# [Work instruction]
Which lines in the listing below contain the word "green"? Copy each one.

# [The data]
▬▬▬▬▬▬

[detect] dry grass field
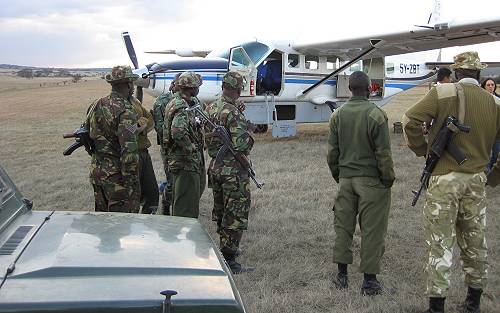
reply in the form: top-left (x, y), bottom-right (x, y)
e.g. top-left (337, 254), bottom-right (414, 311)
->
top-left (0, 79), bottom-right (498, 313)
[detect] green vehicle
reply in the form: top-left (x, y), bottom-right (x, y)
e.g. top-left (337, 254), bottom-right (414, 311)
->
top-left (0, 165), bottom-right (246, 313)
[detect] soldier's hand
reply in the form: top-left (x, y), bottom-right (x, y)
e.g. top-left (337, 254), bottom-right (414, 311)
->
top-left (486, 171), bottom-right (499, 187)
top-left (137, 117), bottom-right (149, 133)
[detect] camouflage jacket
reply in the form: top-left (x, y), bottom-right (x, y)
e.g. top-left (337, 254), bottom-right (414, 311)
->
top-left (205, 94), bottom-right (254, 176)
top-left (163, 91), bottom-right (204, 173)
top-left (152, 91), bottom-right (174, 146)
top-left (87, 91), bottom-right (140, 194)
top-left (130, 96), bottom-right (154, 150)
top-left (327, 96), bottom-right (395, 187)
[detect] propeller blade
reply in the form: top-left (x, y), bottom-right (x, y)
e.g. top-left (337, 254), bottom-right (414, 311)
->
top-left (136, 86), bottom-right (143, 103)
top-left (122, 32), bottom-right (139, 69)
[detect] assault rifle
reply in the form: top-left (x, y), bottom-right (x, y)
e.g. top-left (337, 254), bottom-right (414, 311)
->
top-left (411, 116), bottom-right (471, 206)
top-left (62, 125), bottom-right (95, 156)
top-left (186, 104), bottom-right (264, 189)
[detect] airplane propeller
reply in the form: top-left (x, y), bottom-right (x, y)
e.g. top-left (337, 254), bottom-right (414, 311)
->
top-left (122, 32), bottom-right (143, 102)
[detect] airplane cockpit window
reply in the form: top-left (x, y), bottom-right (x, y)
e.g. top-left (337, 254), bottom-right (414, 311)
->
top-left (231, 48), bottom-right (252, 67)
top-left (208, 41), bottom-right (271, 65)
top-left (327, 57), bottom-right (340, 70)
top-left (288, 54), bottom-right (299, 68)
top-left (305, 56), bottom-right (319, 70)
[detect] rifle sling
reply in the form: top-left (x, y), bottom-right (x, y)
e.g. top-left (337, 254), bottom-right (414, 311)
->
top-left (455, 83), bottom-right (466, 125)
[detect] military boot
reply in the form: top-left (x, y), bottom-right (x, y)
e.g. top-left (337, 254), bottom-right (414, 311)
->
top-left (423, 297), bottom-right (445, 313)
top-left (332, 272), bottom-right (348, 290)
top-left (361, 273), bottom-right (385, 296)
top-left (460, 287), bottom-right (482, 313)
top-left (222, 252), bottom-right (254, 274)
top-left (332, 263), bottom-right (348, 290)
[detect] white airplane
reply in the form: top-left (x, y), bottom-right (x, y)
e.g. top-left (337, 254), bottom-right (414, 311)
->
top-left (123, 13), bottom-right (500, 137)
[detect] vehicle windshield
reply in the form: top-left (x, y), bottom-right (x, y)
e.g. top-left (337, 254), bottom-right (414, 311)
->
top-left (207, 41), bottom-right (271, 64)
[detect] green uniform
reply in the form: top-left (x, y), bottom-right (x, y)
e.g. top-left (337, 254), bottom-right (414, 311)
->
top-left (131, 96), bottom-right (159, 214)
top-left (403, 79), bottom-right (500, 297)
top-left (163, 91), bottom-right (204, 218)
top-left (327, 96), bottom-right (394, 274)
top-left (205, 94), bottom-right (254, 258)
top-left (88, 91), bottom-right (140, 213)
top-left (152, 91), bottom-right (175, 214)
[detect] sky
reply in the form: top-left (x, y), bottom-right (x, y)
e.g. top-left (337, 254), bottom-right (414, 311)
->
top-left (1, 0), bottom-right (499, 68)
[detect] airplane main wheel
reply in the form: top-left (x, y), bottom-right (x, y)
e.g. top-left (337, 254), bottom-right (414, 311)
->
top-left (254, 124), bottom-right (268, 133)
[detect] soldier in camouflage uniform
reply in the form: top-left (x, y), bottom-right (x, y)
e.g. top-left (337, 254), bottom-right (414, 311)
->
top-left (403, 52), bottom-right (500, 313)
top-left (163, 71), bottom-right (205, 218)
top-left (87, 65), bottom-right (140, 213)
top-left (152, 74), bottom-right (181, 214)
top-left (327, 71), bottom-right (395, 295)
top-left (130, 96), bottom-right (158, 214)
top-left (205, 71), bottom-right (255, 274)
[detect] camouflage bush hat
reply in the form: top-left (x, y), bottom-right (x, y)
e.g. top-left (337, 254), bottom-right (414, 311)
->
top-left (450, 51), bottom-right (487, 70)
top-left (177, 72), bottom-right (202, 88)
top-left (223, 71), bottom-right (244, 91)
top-left (105, 65), bottom-right (139, 84)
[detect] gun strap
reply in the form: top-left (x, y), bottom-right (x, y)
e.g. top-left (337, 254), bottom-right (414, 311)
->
top-left (454, 83), bottom-right (466, 125)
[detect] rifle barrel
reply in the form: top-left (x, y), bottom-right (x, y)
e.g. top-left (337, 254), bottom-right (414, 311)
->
top-left (63, 132), bottom-right (76, 139)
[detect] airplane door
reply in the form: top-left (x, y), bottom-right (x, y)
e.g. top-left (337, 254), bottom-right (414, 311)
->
top-left (228, 46), bottom-right (257, 97)
top-left (363, 57), bottom-right (385, 99)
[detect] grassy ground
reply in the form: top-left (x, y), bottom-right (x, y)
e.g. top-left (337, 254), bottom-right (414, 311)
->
top-left (0, 79), bottom-right (498, 312)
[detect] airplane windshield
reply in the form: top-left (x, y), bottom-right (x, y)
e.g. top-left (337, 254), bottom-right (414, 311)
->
top-left (208, 41), bottom-right (270, 64)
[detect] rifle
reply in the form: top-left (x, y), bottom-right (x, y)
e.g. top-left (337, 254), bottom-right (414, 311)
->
top-left (186, 104), bottom-right (264, 189)
top-left (62, 125), bottom-right (95, 156)
top-left (411, 116), bottom-right (471, 206)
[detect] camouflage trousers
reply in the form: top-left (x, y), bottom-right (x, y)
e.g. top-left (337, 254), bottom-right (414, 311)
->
top-left (423, 171), bottom-right (488, 297)
top-left (208, 170), bottom-right (251, 258)
top-left (91, 177), bottom-right (139, 213)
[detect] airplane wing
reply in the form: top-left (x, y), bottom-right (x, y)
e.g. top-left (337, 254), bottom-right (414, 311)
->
top-left (144, 49), bottom-right (211, 57)
top-left (293, 18), bottom-right (500, 60)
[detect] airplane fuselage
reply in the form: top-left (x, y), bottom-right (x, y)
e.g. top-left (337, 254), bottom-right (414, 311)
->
top-left (134, 40), bottom-right (437, 127)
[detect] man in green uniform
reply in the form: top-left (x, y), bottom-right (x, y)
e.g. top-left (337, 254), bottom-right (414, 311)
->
top-left (403, 51), bottom-right (500, 313)
top-left (152, 74), bottom-right (181, 214)
top-left (130, 96), bottom-right (158, 214)
top-left (163, 71), bottom-right (205, 218)
top-left (327, 71), bottom-right (394, 295)
top-left (205, 71), bottom-right (255, 274)
top-left (87, 65), bottom-right (140, 213)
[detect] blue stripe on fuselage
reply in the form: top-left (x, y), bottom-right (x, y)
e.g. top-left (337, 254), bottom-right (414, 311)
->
top-left (156, 75), bottom-right (417, 89)
top-left (285, 78), bottom-right (336, 85)
top-left (385, 83), bottom-right (417, 90)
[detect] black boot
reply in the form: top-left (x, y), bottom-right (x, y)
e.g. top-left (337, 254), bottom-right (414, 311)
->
top-left (361, 276), bottom-right (382, 296)
top-left (423, 297), bottom-right (445, 313)
top-left (332, 263), bottom-right (348, 290)
top-left (461, 287), bottom-right (482, 313)
top-left (222, 253), bottom-right (254, 274)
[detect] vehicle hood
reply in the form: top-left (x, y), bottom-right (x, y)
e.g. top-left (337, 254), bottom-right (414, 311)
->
top-left (0, 211), bottom-right (244, 313)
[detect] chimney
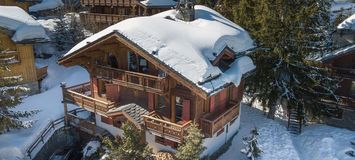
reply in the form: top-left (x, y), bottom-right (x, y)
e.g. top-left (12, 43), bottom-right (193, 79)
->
top-left (176, 0), bottom-right (196, 22)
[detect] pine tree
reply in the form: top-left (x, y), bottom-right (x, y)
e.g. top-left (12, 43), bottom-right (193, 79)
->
top-left (0, 46), bottom-right (38, 133)
top-left (230, 0), bottom-right (339, 120)
top-left (102, 122), bottom-right (152, 160)
top-left (175, 123), bottom-right (205, 160)
top-left (67, 14), bottom-right (86, 45)
top-left (241, 127), bottom-right (262, 160)
top-left (53, 16), bottom-right (72, 52)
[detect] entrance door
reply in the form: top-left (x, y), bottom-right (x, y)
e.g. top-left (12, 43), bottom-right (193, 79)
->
top-left (175, 96), bottom-right (190, 122)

▬▬▬▬▬▬

# [Solved exercise]
[detect] green vehicle
[detect] green uniform
[detect] man in green uniform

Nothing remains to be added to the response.